## WORK TO COMPLETE
Your answer must consist of exactly the lines below, starting with the line with "query: broken asphalt chunk" and going on through the line with "query: utility pole", and nothing else.

## DATA SHOWN
::::::::

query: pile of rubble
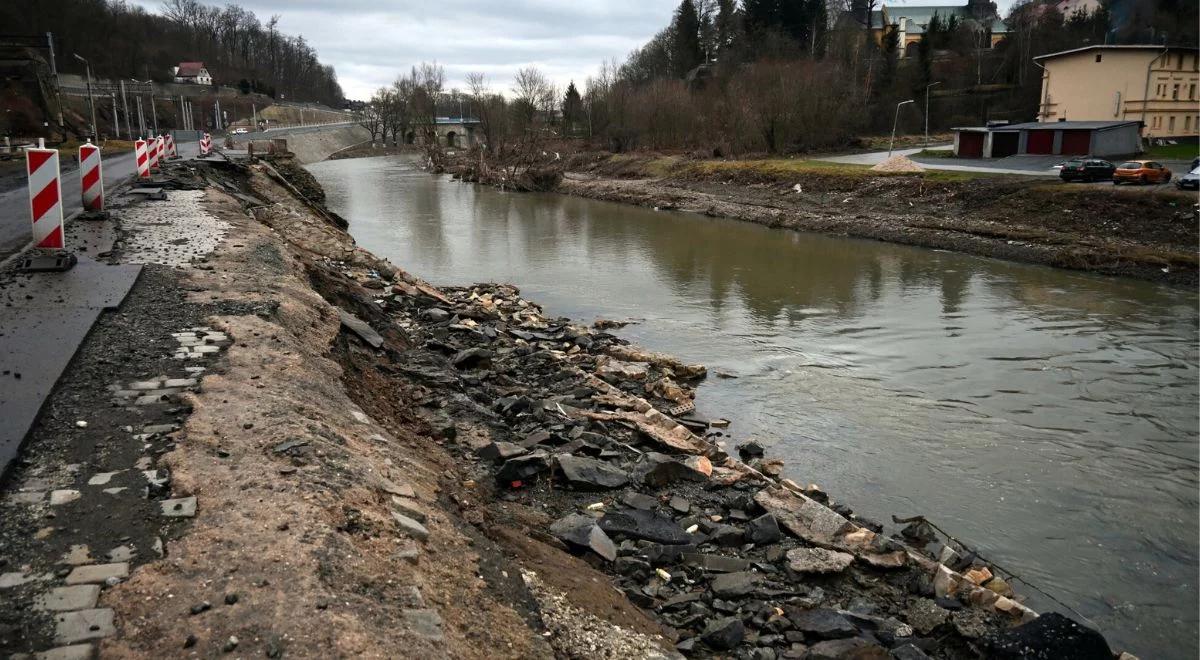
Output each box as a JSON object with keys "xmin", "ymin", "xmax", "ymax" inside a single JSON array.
[{"xmin": 315, "ymin": 258, "xmax": 1118, "ymax": 659}]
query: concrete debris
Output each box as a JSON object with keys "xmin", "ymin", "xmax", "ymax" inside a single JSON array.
[{"xmin": 786, "ymin": 547, "xmax": 855, "ymax": 574}]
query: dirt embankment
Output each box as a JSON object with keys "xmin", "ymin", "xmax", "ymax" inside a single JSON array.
[
  {"xmin": 282, "ymin": 125, "xmax": 372, "ymax": 164},
  {"xmin": 448, "ymin": 151, "xmax": 1199, "ymax": 286}
]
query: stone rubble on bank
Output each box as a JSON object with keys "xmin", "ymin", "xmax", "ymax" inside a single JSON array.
[{"xmin": 315, "ymin": 255, "xmax": 1122, "ymax": 659}]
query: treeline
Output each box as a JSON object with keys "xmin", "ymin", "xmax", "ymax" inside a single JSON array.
[
  {"xmin": 0, "ymin": 0, "xmax": 343, "ymax": 107},
  {"xmin": 427, "ymin": 0, "xmax": 1190, "ymax": 157}
]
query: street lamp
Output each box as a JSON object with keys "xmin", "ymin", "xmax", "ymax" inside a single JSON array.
[
  {"xmin": 925, "ymin": 81, "xmax": 942, "ymax": 148},
  {"xmin": 889, "ymin": 99, "xmax": 915, "ymax": 157},
  {"xmin": 73, "ymin": 53, "xmax": 98, "ymax": 139}
]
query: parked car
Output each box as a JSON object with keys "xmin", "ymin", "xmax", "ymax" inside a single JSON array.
[
  {"xmin": 1112, "ymin": 160, "xmax": 1172, "ymax": 185},
  {"xmin": 1191, "ymin": 156, "xmax": 1199, "ymax": 172},
  {"xmin": 1177, "ymin": 167, "xmax": 1200, "ymax": 191},
  {"xmin": 1059, "ymin": 158, "xmax": 1116, "ymax": 182},
  {"xmin": 233, "ymin": 127, "xmax": 249, "ymax": 135}
]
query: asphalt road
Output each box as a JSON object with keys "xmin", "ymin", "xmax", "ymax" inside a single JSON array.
[
  {"xmin": 0, "ymin": 141, "xmax": 199, "ymax": 260},
  {"xmin": 229, "ymin": 121, "xmax": 359, "ymax": 143}
]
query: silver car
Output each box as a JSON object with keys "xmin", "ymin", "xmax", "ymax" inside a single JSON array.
[{"xmin": 1177, "ymin": 167, "xmax": 1200, "ymax": 191}]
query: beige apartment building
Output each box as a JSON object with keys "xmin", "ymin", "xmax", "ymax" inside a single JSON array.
[{"xmin": 1035, "ymin": 45, "xmax": 1199, "ymax": 139}]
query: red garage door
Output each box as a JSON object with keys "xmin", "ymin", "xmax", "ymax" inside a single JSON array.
[
  {"xmin": 1026, "ymin": 130, "xmax": 1055, "ymax": 154},
  {"xmin": 1061, "ymin": 130, "xmax": 1092, "ymax": 155},
  {"xmin": 958, "ymin": 132, "xmax": 984, "ymax": 158}
]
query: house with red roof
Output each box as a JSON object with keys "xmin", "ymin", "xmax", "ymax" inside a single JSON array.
[{"xmin": 172, "ymin": 62, "xmax": 213, "ymax": 86}]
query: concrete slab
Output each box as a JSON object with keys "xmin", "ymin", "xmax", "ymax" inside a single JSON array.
[
  {"xmin": 0, "ymin": 257, "xmax": 141, "ymax": 475},
  {"xmin": 64, "ymin": 563, "xmax": 128, "ymax": 585},
  {"xmin": 36, "ymin": 585, "xmax": 102, "ymax": 611},
  {"xmin": 35, "ymin": 644, "xmax": 95, "ymax": 660},
  {"xmin": 160, "ymin": 496, "xmax": 197, "ymax": 517},
  {"xmin": 53, "ymin": 608, "xmax": 115, "ymax": 644}
]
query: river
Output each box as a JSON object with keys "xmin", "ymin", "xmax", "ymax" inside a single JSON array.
[{"xmin": 307, "ymin": 154, "xmax": 1199, "ymax": 658}]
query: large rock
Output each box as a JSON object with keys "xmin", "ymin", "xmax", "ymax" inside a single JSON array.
[
  {"xmin": 979, "ymin": 612, "xmax": 1113, "ymax": 660},
  {"xmin": 709, "ymin": 571, "xmax": 762, "ymax": 598},
  {"xmin": 599, "ymin": 508, "xmax": 692, "ymax": 545},
  {"xmin": 495, "ymin": 451, "xmax": 550, "ymax": 485},
  {"xmin": 555, "ymin": 455, "xmax": 628, "ymax": 489},
  {"xmin": 549, "ymin": 513, "xmax": 617, "ymax": 561},
  {"xmin": 789, "ymin": 608, "xmax": 857, "ymax": 640},
  {"xmin": 745, "ymin": 514, "xmax": 782, "ymax": 545},
  {"xmin": 701, "ymin": 616, "xmax": 745, "ymax": 650},
  {"xmin": 786, "ymin": 547, "xmax": 854, "ymax": 574},
  {"xmin": 451, "ymin": 347, "xmax": 493, "ymax": 369},
  {"xmin": 904, "ymin": 599, "xmax": 949, "ymax": 635},
  {"xmin": 477, "ymin": 441, "xmax": 526, "ymax": 463},
  {"xmin": 639, "ymin": 452, "xmax": 711, "ymax": 487}
]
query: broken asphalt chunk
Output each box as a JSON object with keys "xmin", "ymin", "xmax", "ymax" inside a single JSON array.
[
  {"xmin": 549, "ymin": 513, "xmax": 617, "ymax": 562},
  {"xmin": 337, "ymin": 309, "xmax": 384, "ymax": 349},
  {"xmin": 639, "ymin": 452, "xmax": 711, "ymax": 487},
  {"xmin": 599, "ymin": 508, "xmax": 692, "ymax": 545},
  {"xmin": 555, "ymin": 454, "xmax": 629, "ymax": 490}
]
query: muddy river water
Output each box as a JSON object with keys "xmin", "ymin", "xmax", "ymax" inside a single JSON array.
[{"xmin": 308, "ymin": 155, "xmax": 1199, "ymax": 658}]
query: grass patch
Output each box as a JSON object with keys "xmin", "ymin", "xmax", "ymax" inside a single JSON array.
[
  {"xmin": 672, "ymin": 157, "xmax": 998, "ymax": 183},
  {"xmin": 1144, "ymin": 142, "xmax": 1199, "ymax": 161}
]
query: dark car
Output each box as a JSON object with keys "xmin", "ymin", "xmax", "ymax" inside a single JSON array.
[{"xmin": 1059, "ymin": 158, "xmax": 1116, "ymax": 182}]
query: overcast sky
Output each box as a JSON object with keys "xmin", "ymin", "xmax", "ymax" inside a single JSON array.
[{"xmin": 133, "ymin": 0, "xmax": 1016, "ymax": 101}]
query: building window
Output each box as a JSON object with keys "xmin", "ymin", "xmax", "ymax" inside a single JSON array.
[
  {"xmin": 1190, "ymin": 83, "xmax": 1196, "ymax": 100},
  {"xmin": 1172, "ymin": 83, "xmax": 1180, "ymax": 99},
  {"xmin": 1187, "ymin": 116, "xmax": 1192, "ymax": 131},
  {"xmin": 1169, "ymin": 116, "xmax": 1176, "ymax": 132},
  {"xmin": 1095, "ymin": 53, "xmax": 1102, "ymax": 63}
]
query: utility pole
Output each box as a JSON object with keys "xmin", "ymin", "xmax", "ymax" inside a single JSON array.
[
  {"xmin": 73, "ymin": 53, "xmax": 97, "ymax": 139},
  {"xmin": 120, "ymin": 80, "xmax": 132, "ymax": 139},
  {"xmin": 890, "ymin": 99, "xmax": 915, "ymax": 156},
  {"xmin": 924, "ymin": 81, "xmax": 941, "ymax": 147},
  {"xmin": 135, "ymin": 95, "xmax": 145, "ymax": 136},
  {"xmin": 150, "ymin": 89, "xmax": 158, "ymax": 135},
  {"xmin": 111, "ymin": 93, "xmax": 119, "ymax": 137},
  {"xmin": 46, "ymin": 33, "xmax": 65, "ymax": 126},
  {"xmin": 214, "ymin": 99, "xmax": 222, "ymax": 130}
]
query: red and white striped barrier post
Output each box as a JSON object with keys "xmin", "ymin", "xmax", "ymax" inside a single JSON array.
[
  {"xmin": 147, "ymin": 136, "xmax": 159, "ymax": 171},
  {"xmin": 199, "ymin": 133, "xmax": 212, "ymax": 156},
  {"xmin": 135, "ymin": 139, "xmax": 150, "ymax": 178},
  {"xmin": 165, "ymin": 133, "xmax": 176, "ymax": 158},
  {"xmin": 157, "ymin": 136, "xmax": 166, "ymax": 165},
  {"xmin": 26, "ymin": 141, "xmax": 65, "ymax": 249},
  {"xmin": 79, "ymin": 140, "xmax": 103, "ymax": 211}
]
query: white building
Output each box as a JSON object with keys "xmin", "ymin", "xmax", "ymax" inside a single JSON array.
[{"xmin": 172, "ymin": 62, "xmax": 213, "ymax": 86}]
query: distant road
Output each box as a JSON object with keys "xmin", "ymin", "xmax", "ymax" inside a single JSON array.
[
  {"xmin": 229, "ymin": 121, "xmax": 360, "ymax": 143},
  {"xmin": 0, "ymin": 141, "xmax": 198, "ymax": 261}
]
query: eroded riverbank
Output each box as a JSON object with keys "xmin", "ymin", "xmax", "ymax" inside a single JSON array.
[
  {"xmin": 0, "ymin": 152, "xmax": 1138, "ymax": 658},
  {"xmin": 310, "ymin": 153, "xmax": 1199, "ymax": 659}
]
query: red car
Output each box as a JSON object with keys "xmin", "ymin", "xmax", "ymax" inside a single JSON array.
[{"xmin": 1112, "ymin": 160, "xmax": 1172, "ymax": 185}]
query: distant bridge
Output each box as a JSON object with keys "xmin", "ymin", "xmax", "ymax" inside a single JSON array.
[{"xmin": 404, "ymin": 117, "xmax": 481, "ymax": 149}]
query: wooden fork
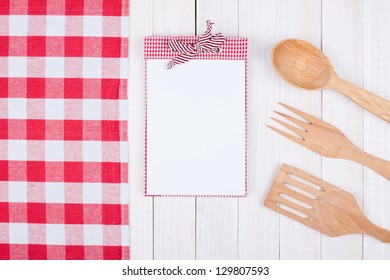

::::::::

## EXERCISE ANSWER
query: broken asphalt chunk
Output each box as a JSON object with keys "xmin", "ymin", "xmax", "ymax" inside a single JSON array.
[
  {"xmin": 549, "ymin": 513, "xmax": 617, "ymax": 562},
  {"xmin": 337, "ymin": 309, "xmax": 384, "ymax": 349},
  {"xmin": 639, "ymin": 452, "xmax": 711, "ymax": 487},
  {"xmin": 599, "ymin": 508, "xmax": 692, "ymax": 545},
  {"xmin": 555, "ymin": 454, "xmax": 629, "ymax": 490}
]
query: muddy river water
Output each box as a JSON object with keys "xmin", "ymin", "xmax", "ymax" inside a single JSON array.
[{"xmin": 308, "ymin": 155, "xmax": 1199, "ymax": 658}]
query: grass patch
Output each box as a JSON object with keys "xmin", "ymin", "xmax", "ymax" inside a single JSON array.
[
  {"xmin": 672, "ymin": 157, "xmax": 998, "ymax": 183},
  {"xmin": 1144, "ymin": 142, "xmax": 1199, "ymax": 161}
]
query: dark car
Output each box as a JSON object with keys "xmin", "ymin", "xmax", "ymax" inside a single JSON array.
[{"xmin": 1059, "ymin": 158, "xmax": 1116, "ymax": 182}]
query: overcast sky
Output each box as a JSON object with keys "xmin", "ymin", "xmax", "ymax" inside a single JSON array.
[{"xmin": 133, "ymin": 0, "xmax": 1016, "ymax": 101}]
query: building window
Output each box as a JSON object with keys "xmin", "ymin", "xmax", "ymax" inside a single JSON array.
[
  {"xmin": 1190, "ymin": 83, "xmax": 1196, "ymax": 100},
  {"xmin": 1172, "ymin": 83, "xmax": 1180, "ymax": 99},
  {"xmin": 1187, "ymin": 116, "xmax": 1192, "ymax": 131},
  {"xmin": 1169, "ymin": 116, "xmax": 1176, "ymax": 132},
  {"xmin": 1095, "ymin": 53, "xmax": 1102, "ymax": 63}
]
query: utility pole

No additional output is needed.